→ **Data supplied**
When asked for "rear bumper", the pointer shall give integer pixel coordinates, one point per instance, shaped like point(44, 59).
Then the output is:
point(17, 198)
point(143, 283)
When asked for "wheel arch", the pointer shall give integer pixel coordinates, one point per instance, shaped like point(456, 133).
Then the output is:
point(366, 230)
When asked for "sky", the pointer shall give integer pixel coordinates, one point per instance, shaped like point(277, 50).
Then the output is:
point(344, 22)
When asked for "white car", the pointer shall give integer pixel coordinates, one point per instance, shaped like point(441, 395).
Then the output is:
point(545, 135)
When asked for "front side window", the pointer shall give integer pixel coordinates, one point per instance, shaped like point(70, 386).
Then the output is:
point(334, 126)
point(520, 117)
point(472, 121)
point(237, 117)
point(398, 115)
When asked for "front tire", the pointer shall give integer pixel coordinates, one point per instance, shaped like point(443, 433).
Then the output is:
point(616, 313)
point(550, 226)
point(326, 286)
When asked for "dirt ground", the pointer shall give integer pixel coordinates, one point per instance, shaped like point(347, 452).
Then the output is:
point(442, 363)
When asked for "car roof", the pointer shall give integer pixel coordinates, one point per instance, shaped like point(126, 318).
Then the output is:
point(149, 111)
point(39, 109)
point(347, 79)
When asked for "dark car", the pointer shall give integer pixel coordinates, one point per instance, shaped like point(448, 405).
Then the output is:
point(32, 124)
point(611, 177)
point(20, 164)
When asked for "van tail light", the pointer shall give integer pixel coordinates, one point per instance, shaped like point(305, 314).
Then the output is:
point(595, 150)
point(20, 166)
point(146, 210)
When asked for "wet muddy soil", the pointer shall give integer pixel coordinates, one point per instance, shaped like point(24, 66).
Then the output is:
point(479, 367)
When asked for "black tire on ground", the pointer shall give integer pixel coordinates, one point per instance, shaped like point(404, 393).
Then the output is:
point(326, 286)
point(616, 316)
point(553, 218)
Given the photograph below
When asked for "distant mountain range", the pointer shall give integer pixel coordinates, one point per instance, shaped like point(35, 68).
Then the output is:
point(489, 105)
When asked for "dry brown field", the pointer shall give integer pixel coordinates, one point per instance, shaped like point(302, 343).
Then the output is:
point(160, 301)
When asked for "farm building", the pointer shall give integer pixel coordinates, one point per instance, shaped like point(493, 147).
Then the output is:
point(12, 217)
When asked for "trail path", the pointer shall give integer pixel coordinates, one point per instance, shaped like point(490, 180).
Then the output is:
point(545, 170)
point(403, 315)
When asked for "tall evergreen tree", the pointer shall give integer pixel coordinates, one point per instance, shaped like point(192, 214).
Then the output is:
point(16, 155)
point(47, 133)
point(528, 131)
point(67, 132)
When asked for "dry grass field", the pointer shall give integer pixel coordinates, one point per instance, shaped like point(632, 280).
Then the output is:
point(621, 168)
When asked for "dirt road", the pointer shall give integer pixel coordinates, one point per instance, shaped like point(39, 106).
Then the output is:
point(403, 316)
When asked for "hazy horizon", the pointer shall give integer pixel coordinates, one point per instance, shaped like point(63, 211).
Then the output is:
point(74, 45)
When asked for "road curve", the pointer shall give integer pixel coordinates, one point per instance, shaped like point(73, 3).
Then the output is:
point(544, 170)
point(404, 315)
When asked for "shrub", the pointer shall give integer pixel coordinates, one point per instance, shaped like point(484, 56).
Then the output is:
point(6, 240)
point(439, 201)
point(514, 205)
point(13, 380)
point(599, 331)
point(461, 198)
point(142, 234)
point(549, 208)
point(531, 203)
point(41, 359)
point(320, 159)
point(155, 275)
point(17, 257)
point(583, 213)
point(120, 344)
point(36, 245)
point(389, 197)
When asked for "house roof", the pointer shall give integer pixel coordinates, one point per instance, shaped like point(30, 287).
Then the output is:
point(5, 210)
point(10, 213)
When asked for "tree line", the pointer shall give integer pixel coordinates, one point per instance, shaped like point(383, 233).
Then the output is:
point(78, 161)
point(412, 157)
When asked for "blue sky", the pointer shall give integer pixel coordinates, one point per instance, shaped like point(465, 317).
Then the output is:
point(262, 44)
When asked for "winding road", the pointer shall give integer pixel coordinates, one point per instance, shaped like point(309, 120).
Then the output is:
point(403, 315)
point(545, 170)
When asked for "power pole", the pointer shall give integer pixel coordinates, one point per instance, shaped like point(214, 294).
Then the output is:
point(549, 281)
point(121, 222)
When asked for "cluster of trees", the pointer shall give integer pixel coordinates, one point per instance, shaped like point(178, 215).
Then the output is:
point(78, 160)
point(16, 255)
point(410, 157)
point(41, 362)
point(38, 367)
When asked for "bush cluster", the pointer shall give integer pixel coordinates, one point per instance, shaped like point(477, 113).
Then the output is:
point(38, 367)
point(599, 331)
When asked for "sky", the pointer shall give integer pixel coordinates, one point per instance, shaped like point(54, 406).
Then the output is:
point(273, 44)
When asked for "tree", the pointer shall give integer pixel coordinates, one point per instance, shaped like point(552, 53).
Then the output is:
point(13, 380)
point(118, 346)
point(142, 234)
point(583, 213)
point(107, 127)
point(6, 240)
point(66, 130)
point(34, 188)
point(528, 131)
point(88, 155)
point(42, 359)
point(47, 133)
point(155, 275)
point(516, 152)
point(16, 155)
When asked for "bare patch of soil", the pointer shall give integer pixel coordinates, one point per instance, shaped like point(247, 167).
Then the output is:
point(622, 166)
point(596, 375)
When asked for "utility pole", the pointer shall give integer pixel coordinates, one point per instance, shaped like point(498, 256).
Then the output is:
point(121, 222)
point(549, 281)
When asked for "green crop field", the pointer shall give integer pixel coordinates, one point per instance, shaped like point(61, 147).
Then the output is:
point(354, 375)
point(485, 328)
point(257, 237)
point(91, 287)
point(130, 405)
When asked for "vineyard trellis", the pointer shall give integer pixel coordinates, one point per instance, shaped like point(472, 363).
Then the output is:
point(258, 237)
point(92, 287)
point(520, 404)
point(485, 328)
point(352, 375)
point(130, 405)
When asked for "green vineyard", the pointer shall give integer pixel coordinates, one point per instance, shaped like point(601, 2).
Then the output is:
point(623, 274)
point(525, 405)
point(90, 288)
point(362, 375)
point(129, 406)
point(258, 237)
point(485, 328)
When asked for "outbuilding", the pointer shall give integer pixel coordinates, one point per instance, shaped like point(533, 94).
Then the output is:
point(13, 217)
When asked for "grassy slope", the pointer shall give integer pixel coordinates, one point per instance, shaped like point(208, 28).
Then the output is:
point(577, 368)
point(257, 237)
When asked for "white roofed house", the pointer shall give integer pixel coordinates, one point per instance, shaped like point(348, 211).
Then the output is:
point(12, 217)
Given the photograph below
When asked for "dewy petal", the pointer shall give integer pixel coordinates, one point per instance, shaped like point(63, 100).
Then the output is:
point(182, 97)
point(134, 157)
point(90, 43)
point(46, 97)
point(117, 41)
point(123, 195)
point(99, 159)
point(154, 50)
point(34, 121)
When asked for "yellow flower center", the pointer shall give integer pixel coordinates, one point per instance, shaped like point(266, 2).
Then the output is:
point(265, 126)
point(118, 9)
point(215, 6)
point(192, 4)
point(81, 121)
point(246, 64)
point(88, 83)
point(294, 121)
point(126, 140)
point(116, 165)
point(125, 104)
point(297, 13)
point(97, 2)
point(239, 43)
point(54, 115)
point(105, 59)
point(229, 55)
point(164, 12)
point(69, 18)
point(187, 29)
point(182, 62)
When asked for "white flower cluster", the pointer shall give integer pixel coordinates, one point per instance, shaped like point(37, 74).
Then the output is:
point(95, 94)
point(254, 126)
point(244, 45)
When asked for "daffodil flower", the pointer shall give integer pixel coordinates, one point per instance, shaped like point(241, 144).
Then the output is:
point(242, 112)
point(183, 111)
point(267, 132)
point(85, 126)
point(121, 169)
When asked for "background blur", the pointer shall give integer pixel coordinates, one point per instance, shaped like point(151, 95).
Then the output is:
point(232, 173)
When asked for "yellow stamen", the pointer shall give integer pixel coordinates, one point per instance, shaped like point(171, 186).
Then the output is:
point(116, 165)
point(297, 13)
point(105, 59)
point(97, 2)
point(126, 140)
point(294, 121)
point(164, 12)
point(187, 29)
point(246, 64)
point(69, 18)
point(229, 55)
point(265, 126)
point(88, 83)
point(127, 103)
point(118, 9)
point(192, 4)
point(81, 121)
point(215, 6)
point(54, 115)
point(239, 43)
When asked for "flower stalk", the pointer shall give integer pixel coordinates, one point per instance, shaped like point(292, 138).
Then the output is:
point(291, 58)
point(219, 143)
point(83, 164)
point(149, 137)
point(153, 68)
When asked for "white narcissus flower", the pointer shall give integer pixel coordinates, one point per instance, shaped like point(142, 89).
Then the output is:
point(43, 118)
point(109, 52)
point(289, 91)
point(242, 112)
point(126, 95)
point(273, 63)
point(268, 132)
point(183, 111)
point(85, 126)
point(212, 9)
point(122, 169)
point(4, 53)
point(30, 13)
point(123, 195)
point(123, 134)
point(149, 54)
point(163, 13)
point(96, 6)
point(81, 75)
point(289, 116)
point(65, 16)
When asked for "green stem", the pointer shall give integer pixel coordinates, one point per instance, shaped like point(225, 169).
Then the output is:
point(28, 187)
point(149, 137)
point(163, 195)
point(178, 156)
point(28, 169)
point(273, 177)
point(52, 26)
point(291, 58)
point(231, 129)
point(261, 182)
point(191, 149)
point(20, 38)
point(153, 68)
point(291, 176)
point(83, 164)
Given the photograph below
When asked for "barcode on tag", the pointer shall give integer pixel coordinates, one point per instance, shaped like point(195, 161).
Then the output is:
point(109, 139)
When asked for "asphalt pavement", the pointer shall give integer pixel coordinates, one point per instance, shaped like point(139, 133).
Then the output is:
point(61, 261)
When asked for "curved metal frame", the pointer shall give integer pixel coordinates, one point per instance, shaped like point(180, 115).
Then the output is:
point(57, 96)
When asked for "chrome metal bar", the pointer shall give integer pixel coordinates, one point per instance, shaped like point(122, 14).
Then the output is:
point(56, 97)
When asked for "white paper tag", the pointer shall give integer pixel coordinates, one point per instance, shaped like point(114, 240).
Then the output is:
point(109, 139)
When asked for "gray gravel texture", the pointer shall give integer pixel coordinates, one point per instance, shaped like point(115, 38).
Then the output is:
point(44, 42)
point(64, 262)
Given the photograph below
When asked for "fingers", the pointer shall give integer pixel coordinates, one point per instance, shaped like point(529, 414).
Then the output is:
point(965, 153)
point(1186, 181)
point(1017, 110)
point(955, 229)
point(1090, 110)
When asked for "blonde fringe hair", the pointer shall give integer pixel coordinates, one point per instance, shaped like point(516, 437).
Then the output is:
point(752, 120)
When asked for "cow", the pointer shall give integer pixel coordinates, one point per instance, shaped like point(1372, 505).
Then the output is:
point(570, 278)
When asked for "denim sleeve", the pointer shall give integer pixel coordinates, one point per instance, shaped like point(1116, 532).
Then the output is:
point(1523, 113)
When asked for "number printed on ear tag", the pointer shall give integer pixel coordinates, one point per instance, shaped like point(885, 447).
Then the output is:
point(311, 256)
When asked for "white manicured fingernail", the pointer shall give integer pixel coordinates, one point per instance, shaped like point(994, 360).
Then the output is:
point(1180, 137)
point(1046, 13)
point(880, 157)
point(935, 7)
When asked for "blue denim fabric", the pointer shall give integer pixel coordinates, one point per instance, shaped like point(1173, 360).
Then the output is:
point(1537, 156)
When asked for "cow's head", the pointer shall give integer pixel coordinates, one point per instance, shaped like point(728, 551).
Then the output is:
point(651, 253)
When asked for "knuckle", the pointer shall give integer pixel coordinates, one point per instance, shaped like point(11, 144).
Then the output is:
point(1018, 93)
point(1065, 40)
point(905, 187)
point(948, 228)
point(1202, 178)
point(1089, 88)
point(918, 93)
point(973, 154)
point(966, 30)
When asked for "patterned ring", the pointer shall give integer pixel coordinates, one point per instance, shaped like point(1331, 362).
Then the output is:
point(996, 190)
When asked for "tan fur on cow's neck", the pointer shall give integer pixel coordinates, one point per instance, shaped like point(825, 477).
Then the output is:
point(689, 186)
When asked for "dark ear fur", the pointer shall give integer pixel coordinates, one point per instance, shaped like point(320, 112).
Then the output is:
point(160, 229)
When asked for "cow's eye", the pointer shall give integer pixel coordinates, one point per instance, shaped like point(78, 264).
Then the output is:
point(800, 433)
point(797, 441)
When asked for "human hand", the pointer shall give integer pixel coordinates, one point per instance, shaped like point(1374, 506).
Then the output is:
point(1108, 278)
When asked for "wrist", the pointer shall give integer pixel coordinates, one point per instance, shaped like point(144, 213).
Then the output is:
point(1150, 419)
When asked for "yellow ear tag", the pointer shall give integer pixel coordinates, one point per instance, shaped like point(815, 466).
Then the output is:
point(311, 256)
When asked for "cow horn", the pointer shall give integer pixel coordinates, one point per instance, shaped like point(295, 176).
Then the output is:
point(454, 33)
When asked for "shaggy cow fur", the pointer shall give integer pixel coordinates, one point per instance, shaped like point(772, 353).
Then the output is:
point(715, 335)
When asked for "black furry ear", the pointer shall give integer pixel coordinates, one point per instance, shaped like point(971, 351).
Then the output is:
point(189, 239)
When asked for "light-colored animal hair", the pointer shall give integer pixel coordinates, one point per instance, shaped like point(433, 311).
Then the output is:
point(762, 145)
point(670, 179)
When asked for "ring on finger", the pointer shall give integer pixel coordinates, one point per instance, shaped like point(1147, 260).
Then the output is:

→ **Work required**
Reproduce verbatim the portion of the listing above that opens with its first line and closes with the line containing "point(347, 79)", including both of those lines.

→ **Solved problem**
When asked for "rear bumper", the pointer shall give integer pixel coordinates, one point per instance, shaped like point(44, 59).
Then the output is:
point(17, 198)
point(143, 283)
When asked for "wheel arch", the pointer shall give integer pixel coordinates, one point per instance, shaped like point(456, 133).
Then the output is:
point(366, 230)
When asked for "sky", the pointer shall give integer pixel coordinates, one point per instance, shaped like point(277, 50).
Then the output is:
point(344, 22)
When asked for "white car", the pointer shall give integer pixel coordinates, one point per instance, shaped like point(441, 395).
Then the output is:
point(545, 135)
When asked for "front side window", the pointer shall give integer pixel coordinates, one point per instance, shaped like point(70, 386).
Then the output is:
point(334, 126)
point(520, 117)
point(472, 121)
point(237, 117)
point(398, 115)
When asked for "front tire", the pointer shall give integer pixel coordinates, one point per instance, shaped like point(443, 433).
Then the output is:
point(616, 313)
point(550, 226)
point(326, 286)
When asked for "dirt ground", the pointer shall give integer pixel coordinates, one point per instance, shaped like point(347, 452).
Then the output is:
point(442, 363)
When asked for "car roof", the pointer shall give integer pixel coordinates, one point per instance, shaped like point(126, 318).
Then the output is:
point(149, 111)
point(39, 109)
point(347, 79)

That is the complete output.